-- Extracted material --

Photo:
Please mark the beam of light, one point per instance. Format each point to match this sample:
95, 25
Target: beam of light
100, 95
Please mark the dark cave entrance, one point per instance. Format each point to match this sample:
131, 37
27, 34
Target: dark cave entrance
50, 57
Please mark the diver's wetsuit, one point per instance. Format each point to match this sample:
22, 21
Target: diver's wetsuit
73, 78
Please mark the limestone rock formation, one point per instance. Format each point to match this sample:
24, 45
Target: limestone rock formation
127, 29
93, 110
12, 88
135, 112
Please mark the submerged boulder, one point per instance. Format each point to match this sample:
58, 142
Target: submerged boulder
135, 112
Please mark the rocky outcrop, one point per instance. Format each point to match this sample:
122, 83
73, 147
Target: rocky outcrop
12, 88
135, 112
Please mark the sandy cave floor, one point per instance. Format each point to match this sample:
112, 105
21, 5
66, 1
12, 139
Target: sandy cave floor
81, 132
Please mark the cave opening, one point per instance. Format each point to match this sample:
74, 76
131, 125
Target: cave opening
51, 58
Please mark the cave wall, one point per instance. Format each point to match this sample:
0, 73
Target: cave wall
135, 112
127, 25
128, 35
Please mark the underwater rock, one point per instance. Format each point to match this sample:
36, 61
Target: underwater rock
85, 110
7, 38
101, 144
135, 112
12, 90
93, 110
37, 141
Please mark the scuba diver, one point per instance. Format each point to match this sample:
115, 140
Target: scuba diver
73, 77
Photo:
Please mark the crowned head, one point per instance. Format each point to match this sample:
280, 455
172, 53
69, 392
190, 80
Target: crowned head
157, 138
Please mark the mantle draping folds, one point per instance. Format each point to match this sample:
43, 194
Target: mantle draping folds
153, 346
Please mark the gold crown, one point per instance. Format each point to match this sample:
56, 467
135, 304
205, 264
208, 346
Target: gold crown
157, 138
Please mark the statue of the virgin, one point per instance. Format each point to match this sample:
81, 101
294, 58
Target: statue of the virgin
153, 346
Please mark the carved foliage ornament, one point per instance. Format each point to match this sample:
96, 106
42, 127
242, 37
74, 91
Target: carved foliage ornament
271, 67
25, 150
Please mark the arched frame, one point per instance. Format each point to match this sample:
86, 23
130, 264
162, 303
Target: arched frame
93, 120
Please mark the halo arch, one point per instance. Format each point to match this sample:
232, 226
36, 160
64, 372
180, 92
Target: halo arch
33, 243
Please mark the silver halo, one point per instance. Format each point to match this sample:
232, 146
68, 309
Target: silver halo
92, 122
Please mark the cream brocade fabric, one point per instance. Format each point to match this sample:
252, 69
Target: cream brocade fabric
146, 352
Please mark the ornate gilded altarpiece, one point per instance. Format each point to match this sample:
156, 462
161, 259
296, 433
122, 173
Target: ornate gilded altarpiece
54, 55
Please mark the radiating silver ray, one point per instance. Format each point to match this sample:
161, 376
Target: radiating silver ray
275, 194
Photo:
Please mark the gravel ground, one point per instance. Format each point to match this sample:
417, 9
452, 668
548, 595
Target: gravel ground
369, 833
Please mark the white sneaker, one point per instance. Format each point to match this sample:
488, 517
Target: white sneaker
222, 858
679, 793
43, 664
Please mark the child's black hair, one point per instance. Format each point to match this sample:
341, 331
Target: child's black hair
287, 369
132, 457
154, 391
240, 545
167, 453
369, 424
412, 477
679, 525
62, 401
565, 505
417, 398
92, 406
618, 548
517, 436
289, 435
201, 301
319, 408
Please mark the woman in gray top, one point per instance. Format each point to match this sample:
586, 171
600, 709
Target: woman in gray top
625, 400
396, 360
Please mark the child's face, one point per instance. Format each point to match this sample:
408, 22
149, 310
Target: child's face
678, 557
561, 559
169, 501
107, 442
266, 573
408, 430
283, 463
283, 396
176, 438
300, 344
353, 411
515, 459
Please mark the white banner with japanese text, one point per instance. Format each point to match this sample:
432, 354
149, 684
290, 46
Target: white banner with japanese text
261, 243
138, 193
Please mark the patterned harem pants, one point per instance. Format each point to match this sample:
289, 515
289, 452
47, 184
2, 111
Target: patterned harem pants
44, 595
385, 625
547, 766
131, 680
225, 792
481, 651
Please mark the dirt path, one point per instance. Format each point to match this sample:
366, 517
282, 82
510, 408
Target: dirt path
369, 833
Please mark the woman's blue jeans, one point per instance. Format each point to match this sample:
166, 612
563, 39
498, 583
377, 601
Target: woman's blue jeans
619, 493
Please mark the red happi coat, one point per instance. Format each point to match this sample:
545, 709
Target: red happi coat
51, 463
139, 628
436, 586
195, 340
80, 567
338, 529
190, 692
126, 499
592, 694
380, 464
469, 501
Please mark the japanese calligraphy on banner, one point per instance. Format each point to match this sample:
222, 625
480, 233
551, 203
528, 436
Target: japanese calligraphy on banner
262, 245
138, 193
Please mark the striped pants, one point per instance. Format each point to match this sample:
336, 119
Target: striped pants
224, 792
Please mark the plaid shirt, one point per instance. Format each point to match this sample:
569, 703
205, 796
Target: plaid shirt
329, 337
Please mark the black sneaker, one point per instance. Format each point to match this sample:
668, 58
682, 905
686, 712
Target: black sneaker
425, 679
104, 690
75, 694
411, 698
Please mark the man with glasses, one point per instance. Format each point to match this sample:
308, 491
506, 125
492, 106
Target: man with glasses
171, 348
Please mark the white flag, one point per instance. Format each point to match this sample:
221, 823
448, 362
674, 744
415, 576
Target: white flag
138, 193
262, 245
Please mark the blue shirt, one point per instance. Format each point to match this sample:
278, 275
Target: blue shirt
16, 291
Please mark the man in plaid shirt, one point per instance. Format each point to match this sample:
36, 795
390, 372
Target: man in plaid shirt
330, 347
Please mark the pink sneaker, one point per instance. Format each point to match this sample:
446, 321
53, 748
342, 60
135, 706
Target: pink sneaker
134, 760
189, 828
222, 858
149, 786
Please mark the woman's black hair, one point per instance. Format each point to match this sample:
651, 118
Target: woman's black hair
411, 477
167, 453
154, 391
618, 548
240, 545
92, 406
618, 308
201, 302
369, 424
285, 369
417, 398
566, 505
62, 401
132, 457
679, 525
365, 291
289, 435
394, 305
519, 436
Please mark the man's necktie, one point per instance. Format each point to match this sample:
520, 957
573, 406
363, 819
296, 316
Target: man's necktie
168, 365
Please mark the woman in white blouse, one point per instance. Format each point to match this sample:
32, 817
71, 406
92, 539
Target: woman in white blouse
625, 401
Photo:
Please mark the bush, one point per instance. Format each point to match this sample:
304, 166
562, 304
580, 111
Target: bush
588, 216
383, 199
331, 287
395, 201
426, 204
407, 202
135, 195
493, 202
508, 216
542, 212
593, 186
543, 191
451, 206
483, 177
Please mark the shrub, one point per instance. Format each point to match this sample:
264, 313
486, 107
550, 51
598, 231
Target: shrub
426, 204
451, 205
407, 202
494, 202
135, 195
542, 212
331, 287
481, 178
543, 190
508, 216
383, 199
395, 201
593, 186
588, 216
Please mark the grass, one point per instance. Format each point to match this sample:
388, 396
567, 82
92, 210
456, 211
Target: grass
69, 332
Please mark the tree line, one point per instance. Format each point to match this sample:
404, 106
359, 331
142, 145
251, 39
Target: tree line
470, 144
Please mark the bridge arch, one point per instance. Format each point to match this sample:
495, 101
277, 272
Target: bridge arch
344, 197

-- The request --
The answer consists only of the lines from the one containing "Please mark the woman in white" to the end of the records, each written out exactly.

-- Finished answer --
Please mark the woman in white blouse, one point per instance. Format each point to match this sample:
32, 817
71, 406
92, 539
Target: woman in white blouse
625, 401
Photo:
Please mark the bush, one point per instance. Format each point to match this sample:
304, 166
562, 304
580, 111
Target: bush
588, 216
383, 199
331, 287
395, 201
426, 204
407, 202
135, 195
493, 202
508, 216
542, 212
593, 186
543, 191
451, 206
483, 177
Please mark the shrub, one point per instance. Format each point to match this sample:
264, 313
486, 107
550, 51
598, 231
Target: shrub
426, 204
451, 205
407, 202
494, 202
135, 195
542, 212
331, 287
481, 178
543, 190
508, 216
383, 199
395, 201
593, 186
588, 216
Please mark the grass, one point per instance. Format each point to match this sample:
388, 396
567, 82
92, 210
456, 211
Target: grass
69, 332
Please mark the tree line, one point per instance. Format each point to match this sample:
404, 106
359, 331
142, 145
251, 39
Target: tree line
470, 144
Please mark the bridge arch, one point per instance. Format each point to match this sample:
495, 101
277, 272
Target: bridge arch
344, 197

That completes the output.